**Exercise**
Count the lines in the material that contain the string "collar", matching case exactly, and reply with only that number.

======== Provided information

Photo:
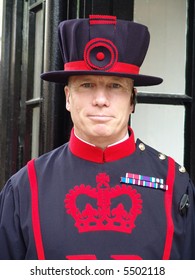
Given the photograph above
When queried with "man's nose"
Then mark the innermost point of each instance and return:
(101, 97)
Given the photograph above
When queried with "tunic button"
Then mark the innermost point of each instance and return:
(182, 169)
(142, 147)
(162, 156)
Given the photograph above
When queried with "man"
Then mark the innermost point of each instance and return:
(100, 196)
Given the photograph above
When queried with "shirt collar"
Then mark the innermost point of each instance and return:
(92, 153)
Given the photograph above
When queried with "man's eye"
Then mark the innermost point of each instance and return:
(87, 85)
(114, 85)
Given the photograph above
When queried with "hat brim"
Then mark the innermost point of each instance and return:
(62, 77)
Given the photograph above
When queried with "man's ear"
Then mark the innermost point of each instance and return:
(134, 99)
(67, 95)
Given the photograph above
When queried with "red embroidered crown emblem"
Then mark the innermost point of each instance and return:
(104, 216)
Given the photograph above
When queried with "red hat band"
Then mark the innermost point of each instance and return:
(101, 54)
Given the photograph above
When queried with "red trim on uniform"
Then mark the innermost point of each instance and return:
(102, 19)
(95, 154)
(168, 208)
(35, 209)
(118, 67)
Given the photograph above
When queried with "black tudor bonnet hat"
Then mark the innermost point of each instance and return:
(102, 45)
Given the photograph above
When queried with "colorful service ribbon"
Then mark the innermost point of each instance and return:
(144, 181)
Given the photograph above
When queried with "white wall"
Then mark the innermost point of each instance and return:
(162, 126)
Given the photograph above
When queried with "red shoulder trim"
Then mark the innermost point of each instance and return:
(35, 209)
(168, 208)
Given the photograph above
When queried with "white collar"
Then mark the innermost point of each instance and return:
(120, 141)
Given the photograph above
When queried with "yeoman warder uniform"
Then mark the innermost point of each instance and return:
(80, 202)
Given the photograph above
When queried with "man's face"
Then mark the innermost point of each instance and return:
(100, 107)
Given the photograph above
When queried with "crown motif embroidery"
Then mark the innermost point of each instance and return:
(104, 216)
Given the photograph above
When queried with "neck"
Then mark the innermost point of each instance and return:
(100, 143)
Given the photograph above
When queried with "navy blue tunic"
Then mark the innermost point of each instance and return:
(86, 211)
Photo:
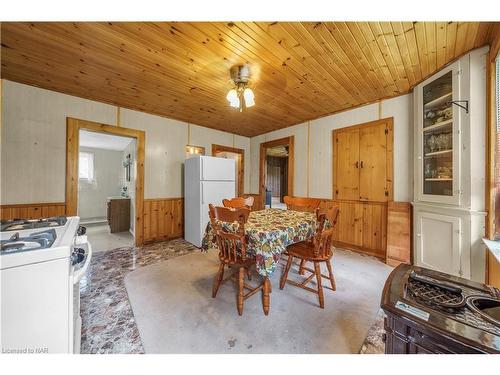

================

**Full output**
2